◆ **What you are asked to do**: Give back the whole listing exactly as written, pictures excluded.

◆ **Dataset**:
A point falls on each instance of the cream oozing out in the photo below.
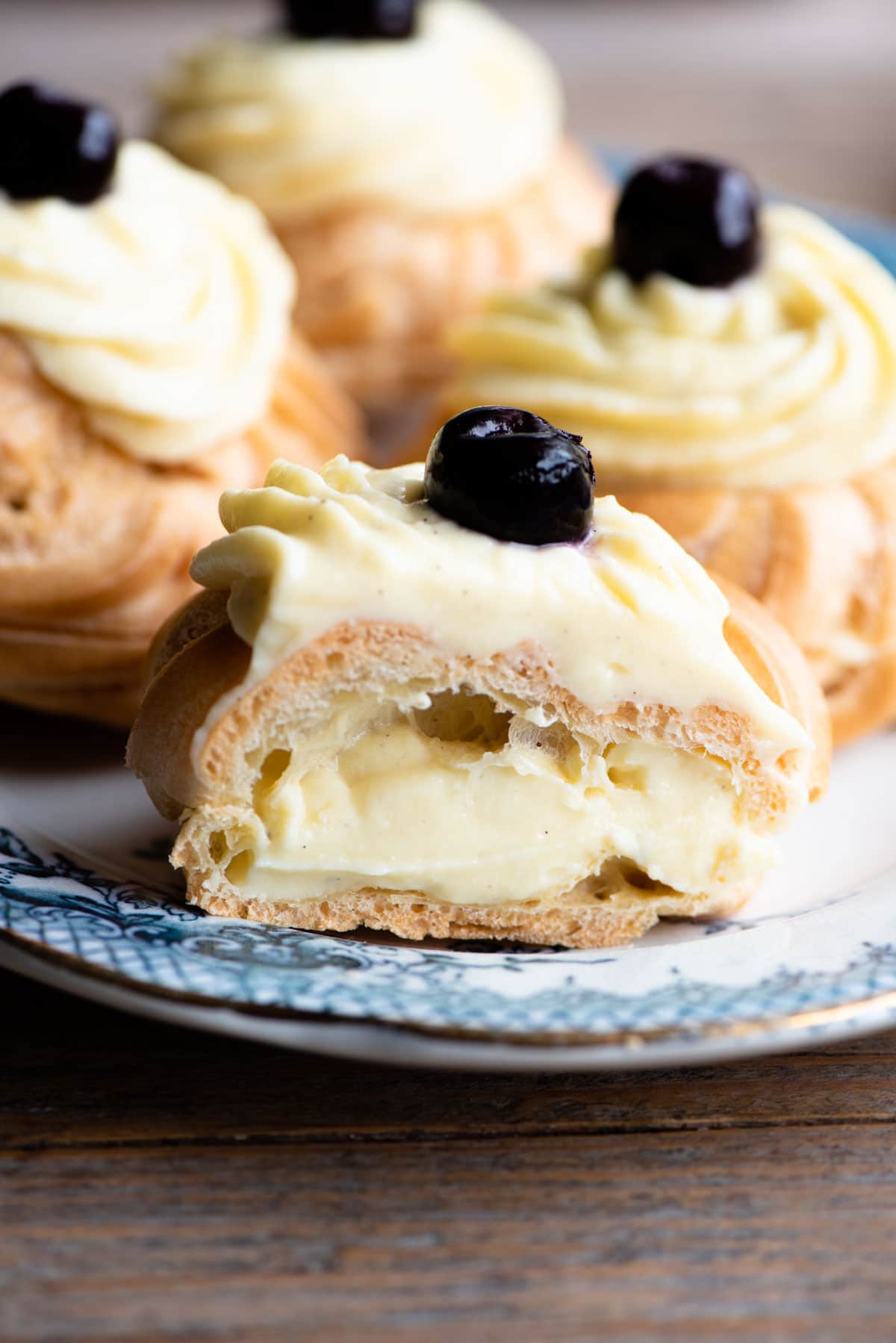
(453, 120)
(163, 308)
(786, 378)
(628, 617)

◆ **Result for this task**:
A point falls on each instance of the cream oozing out in the photo below.
(453, 120)
(163, 308)
(786, 378)
(628, 617)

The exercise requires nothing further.